_Указания и требования:_ Кто, согласно рецензии на спектакль «Анна Каренина», является автором сценографии этой постановки?

Прощальное послание Римаса Туминаса: «Анна Каренина» театра «Гешер»

Copy
Вальс. Анна – Эфрат Бен-Цур, Вронский – Ави Азулай, Кити – Рони Эйнав.
Вальс. Анна – Эфрат Бен-Цур, Вронский – Ави Азулай, Кити – Рони Эйнав. Фото: Фото из архива театре «Гешер»

Да, это не последняя постановка великого режиссера; последней – тоже в «Гешере» – был «Сирано», может, когда-нибудь увидим и его. Но в «Анну Каренину» Туминас вложил такое грандиозное послание к зрителю, будоражащее, взрывающие восприятие и приглашающее к радостной (при всем трагизме спектакля) и безбоязненной работе сердца и ума (если, конечно, публика даст себе труд совершить эту работу), что «Анну Каренину» можно принимать как творческое завещание.

Если помните. В свой прошлый приезд, год назад, «Гешер» играл поставленный Римасом Туминасом спектакль «Не смотри назад», по мотивам «Эвридики» Жана Ануя; доминирующим образом сценографии был вокзал; перрон, мимо которого проносятся поезда, а герои спектакля то с надеждой, то безнадежно, но все ждут и ждут, когда же появится поезд, который увезет их… куда – неясно, но, наверно, все-таки в другую жизнь.

Ожидание

Перрон ли, зал ли ожидания. В очень давно увиденном «Вишневом саде», который Туминас поставил в Вильнюсе (ну что тут поделаешь, по-настоящему замечательные спектакли оседают в моем сознании, чтобы потом, много лет спустя всплыть и отчетливо напомнить о себе), тоже был зал ожидания. Образ для мира Туминаса очень важный; в какие-то критические моменту режиссеру необходимо (делая печальное насилие над собой, помня, что его меж нас уже нет, вставляю: было необходимо) напомнить: время наступило такое, что мы живем в каком-то неясном ожидании. Чего? Спросите чего-нибудь попроще. Ясно только, что время не стоит на месте, и какие угрозы там, впереди, нам неведомо.

Анна – Эфрат Бен-Цур, Вронский – Ави Азулай.
Анна – Эфрат Бен-Цур, Вронский – Ави Азулай. Фото: Фото из архива театре «Гешер»

В «Анне Карениной» сцена практически пуста. Серые стены, три вокзальные скамьи, проем с глухим, заложенным, наверное, кирпичами и поверх покрытым серой же штукатуркой, окном. (Сценография Адомаса Яцовскиса.) На одной из скамей, присев на спинку, скорчился отчаянно мерзнущий мужчина, Стива (Алон Фридман); он на вокзале встречает Анну, а в ожидании поезда изливает в зал историю о том, как изменил жене и как с того момента семья Облонских стала несчастной по-своему.

Принципиально важно для эстетики спектакля: никто из актеров – а первым к нам выходит Алон Фридман, и именно он вводит нас в то, как сделана «Анна Каренина» – никто, повторяю, не перевоплощается в русских аристократов 1870-х годов. (Так ведь мы этого и не ожидали!) Напротив, интонации, пластика, ритм существования Стивы – абсолютно еврейские); если бы он мог, то взял бы вас за пуговицу и горько посмеиваясь над собой, но ожидая соучастия, поведал бы, в какую историю по слабости своей влип.

(Фрагменты данных о размеченных областях)
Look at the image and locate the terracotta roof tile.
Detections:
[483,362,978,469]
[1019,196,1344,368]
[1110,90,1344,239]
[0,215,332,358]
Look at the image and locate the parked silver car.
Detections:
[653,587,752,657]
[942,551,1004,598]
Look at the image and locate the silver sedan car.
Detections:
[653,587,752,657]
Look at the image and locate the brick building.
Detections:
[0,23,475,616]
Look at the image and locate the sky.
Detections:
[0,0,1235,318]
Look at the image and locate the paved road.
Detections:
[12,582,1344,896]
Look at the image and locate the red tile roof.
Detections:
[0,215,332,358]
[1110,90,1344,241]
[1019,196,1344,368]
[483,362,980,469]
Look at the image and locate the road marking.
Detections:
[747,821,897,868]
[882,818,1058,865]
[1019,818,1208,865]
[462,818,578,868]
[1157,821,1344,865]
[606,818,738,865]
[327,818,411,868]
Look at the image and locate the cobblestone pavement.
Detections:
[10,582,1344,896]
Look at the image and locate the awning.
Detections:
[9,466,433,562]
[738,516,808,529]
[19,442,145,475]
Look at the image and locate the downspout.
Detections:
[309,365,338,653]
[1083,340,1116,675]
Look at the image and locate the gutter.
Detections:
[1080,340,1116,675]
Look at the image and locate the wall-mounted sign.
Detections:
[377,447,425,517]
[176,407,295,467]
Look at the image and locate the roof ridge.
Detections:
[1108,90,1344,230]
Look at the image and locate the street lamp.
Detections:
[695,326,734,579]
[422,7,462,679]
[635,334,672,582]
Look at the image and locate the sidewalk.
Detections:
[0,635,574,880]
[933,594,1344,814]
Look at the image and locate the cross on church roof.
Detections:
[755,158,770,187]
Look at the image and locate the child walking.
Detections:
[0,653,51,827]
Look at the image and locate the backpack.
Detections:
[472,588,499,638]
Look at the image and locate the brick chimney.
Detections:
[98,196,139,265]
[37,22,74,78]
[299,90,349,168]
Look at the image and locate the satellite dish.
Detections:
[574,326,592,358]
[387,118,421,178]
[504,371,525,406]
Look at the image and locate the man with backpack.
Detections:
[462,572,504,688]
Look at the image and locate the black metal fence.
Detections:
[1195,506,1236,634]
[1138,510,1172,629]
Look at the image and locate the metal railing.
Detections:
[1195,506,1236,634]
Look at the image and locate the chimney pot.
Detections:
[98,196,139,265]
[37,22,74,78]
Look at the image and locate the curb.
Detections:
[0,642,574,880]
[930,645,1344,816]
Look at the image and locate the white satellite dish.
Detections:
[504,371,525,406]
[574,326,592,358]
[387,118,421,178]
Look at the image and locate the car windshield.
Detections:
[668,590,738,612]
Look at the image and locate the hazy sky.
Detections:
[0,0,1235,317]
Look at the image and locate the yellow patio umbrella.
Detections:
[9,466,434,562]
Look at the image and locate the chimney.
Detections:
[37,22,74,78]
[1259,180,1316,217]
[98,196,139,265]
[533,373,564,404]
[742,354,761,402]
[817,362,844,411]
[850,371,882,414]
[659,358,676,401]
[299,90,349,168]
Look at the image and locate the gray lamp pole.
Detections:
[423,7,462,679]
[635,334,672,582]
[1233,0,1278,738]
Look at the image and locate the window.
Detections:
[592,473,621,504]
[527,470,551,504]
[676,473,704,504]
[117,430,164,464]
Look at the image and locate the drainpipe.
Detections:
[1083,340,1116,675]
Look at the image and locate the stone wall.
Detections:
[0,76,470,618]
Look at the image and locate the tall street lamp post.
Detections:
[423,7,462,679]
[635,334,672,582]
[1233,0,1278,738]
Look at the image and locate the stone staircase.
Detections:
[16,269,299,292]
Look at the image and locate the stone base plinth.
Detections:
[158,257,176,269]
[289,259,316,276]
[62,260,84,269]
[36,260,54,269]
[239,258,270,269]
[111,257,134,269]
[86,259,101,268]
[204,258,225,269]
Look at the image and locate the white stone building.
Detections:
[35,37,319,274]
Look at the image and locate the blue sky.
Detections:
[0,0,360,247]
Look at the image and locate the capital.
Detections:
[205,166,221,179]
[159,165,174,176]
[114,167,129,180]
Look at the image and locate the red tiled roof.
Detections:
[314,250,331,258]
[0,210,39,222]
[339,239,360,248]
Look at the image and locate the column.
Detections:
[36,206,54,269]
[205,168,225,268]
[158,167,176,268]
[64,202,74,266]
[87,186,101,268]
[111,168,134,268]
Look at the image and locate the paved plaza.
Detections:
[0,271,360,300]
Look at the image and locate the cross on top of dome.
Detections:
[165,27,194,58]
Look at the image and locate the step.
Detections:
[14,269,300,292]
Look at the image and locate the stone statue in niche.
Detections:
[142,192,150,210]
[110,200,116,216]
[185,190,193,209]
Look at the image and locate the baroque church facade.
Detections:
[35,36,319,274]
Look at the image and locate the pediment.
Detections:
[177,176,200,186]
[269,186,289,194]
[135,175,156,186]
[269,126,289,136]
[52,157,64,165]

* * *

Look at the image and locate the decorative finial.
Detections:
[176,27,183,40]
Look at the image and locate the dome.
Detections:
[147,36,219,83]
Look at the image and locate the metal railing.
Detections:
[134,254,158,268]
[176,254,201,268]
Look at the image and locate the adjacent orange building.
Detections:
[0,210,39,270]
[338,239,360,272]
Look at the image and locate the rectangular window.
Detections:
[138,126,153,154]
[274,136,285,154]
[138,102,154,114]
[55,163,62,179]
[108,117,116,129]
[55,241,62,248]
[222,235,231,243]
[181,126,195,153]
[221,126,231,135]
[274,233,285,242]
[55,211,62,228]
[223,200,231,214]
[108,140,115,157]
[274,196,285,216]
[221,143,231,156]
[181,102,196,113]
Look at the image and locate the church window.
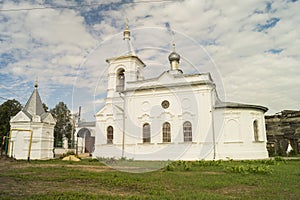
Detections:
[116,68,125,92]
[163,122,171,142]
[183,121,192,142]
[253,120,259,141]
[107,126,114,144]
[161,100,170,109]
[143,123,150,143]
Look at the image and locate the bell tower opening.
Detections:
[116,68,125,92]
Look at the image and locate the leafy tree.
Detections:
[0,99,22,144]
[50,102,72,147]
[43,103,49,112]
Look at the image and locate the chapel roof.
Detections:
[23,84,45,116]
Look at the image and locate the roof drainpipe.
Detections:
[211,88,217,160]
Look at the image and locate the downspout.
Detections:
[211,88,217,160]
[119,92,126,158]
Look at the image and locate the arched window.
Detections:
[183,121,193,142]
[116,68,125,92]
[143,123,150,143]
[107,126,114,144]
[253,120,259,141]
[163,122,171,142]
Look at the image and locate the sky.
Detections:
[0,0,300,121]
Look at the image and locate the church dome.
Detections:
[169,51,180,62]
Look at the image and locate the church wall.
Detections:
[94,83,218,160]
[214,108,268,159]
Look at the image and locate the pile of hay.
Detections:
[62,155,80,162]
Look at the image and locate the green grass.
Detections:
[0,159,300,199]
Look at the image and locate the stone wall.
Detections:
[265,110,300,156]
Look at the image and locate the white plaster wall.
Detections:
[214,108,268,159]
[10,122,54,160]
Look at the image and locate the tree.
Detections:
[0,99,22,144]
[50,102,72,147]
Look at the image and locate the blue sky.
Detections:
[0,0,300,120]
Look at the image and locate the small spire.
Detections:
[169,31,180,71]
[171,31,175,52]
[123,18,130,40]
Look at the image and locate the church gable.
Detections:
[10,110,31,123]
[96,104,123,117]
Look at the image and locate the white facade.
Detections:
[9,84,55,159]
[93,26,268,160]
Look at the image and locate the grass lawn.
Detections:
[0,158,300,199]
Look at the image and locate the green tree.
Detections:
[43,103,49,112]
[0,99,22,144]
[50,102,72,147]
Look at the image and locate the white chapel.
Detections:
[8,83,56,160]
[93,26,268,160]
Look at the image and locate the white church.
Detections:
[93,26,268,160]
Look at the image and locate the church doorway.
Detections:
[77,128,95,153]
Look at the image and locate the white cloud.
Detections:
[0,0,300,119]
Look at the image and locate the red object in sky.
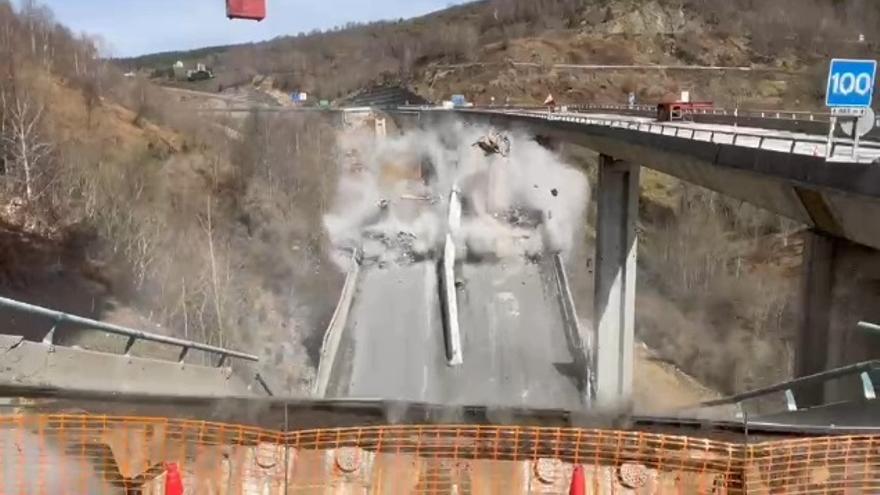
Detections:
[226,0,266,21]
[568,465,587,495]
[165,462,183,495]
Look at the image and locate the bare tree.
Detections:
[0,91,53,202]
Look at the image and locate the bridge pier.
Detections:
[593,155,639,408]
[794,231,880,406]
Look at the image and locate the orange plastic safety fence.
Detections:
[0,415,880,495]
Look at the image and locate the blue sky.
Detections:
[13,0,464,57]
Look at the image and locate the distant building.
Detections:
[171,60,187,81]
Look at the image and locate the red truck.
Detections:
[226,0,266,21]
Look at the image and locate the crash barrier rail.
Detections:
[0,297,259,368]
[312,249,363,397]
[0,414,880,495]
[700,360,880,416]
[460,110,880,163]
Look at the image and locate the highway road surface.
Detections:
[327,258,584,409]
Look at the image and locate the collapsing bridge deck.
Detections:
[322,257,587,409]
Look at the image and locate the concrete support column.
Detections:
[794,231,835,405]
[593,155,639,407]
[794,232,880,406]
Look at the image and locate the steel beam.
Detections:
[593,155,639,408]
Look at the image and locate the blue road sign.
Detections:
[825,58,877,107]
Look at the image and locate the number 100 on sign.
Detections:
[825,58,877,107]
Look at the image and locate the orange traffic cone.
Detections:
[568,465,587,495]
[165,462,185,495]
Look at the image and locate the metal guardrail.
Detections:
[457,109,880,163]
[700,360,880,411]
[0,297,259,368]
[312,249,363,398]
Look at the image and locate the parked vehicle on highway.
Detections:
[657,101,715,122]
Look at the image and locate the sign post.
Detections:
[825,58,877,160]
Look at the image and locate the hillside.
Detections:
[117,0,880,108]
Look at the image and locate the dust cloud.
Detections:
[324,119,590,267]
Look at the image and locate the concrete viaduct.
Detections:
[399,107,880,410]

_Ответ ниже:_ Адомас Яцовскис.